- [Objetivo]:
No trecho selecionado, quais sotaques são apontados como os únicos que não se confundem com nenhum outro do Brasil?

- [Trecho selecionado]:
SOTAQUE


"Eu ia de camelo. Mas, como não sou queijo, tomei um gol para não me atrasar. Seriam dois palitos até a goma se um zero a zero ao meu lado não pregueasse tanto. O que eu fiz? Dropei." 


Sou mineira - se é que alguém ainda não sabe. No fim de semana, numa dessas rodadas de papo legal entre totais desconhecidos que a internet nos proporciona, falávamos sobre as delícias da mineiridade, aí incluído o sotaque "das mineiras". De fato, é um sotaque gostoso. Reconhecido facilmente em qualquer lugar que se vá. Creio que os sotaques mineiro, carioca e o gaúcho são os únicos que não são confundidos com nenhum outro do Brasil.

O Brasil tem muitos sotaques, e isso é fala batida. Mas e o da capital do país? Qual é? Brasília tem sotaque? Muitos se perguntam e em busca de respostas, vários especialistas tentam identificá-lo.

- [Material]:

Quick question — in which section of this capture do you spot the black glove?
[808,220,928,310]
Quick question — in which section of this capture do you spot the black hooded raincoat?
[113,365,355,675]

- [Tarefa concluída]:
O mineiro, o carioca e o gaúcho.